Which lines in the data below contain the word "road"? Copy out each of those lines.

--- Start of Supplied data ---

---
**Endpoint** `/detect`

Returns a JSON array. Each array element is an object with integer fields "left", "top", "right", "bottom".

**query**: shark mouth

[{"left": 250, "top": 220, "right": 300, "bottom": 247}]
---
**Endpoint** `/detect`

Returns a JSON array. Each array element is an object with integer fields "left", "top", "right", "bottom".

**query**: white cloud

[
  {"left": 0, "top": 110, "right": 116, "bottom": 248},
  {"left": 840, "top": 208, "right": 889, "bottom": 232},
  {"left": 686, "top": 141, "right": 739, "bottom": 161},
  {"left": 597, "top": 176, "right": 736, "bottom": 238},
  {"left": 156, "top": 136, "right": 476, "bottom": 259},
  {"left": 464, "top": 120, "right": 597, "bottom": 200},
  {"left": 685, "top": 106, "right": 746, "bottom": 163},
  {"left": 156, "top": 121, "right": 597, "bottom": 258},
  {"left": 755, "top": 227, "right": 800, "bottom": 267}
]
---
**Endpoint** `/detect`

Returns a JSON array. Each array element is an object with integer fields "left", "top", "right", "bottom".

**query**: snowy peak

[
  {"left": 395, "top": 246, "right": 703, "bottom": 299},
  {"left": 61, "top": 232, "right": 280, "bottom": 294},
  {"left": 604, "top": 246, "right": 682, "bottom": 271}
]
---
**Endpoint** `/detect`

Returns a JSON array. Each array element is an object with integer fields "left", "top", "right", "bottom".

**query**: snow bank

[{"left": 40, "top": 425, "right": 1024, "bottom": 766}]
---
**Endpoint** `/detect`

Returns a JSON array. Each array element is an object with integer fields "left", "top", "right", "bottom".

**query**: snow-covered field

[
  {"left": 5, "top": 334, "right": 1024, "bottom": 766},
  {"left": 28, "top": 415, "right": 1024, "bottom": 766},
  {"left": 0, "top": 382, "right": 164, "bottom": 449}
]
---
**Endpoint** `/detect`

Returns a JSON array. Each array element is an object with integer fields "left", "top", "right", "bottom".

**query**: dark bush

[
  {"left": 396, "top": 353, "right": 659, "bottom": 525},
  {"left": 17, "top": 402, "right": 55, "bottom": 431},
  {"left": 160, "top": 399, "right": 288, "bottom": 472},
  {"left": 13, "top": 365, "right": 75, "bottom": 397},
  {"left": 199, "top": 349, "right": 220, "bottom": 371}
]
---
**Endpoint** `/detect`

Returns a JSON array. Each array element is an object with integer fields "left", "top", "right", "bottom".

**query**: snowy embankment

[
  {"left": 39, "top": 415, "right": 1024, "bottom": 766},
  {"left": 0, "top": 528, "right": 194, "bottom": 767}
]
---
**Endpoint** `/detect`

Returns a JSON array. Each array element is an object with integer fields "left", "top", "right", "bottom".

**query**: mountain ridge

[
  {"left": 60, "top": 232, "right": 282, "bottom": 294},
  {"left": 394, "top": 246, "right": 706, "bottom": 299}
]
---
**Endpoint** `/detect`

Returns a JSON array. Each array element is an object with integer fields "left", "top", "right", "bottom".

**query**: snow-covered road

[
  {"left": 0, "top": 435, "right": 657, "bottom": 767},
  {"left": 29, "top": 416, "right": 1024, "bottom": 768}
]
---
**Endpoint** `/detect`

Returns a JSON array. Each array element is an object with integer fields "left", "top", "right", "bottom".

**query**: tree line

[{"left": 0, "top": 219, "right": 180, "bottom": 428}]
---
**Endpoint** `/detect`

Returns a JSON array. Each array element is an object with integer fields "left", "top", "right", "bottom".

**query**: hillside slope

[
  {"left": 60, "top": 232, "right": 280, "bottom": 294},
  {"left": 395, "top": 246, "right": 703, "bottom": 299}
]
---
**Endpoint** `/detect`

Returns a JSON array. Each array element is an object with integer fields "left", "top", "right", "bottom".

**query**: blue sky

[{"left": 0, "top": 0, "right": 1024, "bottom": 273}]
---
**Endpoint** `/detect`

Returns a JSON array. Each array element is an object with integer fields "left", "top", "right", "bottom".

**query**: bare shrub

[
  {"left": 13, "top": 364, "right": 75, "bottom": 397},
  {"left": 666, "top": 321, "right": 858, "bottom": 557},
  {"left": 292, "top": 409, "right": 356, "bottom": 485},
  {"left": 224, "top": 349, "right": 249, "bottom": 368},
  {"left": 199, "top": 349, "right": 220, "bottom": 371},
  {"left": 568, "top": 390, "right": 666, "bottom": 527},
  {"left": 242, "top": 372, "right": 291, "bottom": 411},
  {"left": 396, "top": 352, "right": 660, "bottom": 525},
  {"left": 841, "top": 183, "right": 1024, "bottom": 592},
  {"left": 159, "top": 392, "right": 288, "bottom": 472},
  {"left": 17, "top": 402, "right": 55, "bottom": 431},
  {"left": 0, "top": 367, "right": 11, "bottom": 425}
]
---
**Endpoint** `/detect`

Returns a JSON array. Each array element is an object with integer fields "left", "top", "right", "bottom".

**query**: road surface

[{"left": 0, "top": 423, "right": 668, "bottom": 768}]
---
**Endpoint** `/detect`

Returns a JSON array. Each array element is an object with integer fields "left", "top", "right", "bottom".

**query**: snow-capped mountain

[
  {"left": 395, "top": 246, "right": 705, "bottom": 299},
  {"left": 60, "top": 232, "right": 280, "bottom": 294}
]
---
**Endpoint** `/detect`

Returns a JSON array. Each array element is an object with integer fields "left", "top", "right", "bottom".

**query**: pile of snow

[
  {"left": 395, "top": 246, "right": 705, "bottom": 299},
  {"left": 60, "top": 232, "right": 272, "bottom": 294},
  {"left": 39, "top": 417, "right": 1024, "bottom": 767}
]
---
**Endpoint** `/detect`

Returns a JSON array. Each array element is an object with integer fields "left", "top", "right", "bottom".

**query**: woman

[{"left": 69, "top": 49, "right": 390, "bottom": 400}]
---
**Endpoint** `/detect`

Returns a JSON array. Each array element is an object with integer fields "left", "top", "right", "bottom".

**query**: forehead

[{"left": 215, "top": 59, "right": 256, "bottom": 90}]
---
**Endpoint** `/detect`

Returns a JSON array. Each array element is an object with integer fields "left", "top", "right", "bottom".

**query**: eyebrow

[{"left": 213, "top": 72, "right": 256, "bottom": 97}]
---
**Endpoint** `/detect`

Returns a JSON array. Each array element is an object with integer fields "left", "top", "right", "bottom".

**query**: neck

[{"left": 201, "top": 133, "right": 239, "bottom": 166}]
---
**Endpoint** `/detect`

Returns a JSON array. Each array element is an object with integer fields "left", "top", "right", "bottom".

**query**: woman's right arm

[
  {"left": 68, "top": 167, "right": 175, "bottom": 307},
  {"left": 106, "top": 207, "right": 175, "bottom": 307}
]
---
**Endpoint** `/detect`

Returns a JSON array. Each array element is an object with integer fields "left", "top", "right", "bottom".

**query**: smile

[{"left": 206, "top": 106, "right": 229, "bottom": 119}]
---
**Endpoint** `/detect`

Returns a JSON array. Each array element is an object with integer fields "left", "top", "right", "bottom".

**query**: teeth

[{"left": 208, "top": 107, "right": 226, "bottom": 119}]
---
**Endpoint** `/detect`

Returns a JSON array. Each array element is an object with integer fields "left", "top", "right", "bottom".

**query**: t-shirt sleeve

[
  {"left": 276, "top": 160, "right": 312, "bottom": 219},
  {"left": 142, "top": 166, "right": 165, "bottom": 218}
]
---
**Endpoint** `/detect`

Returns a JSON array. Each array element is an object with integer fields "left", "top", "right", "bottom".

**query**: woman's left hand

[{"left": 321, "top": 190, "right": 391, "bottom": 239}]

--- End of Supplied data ---

Result:
**query**: snow-covered road
**query**: road surface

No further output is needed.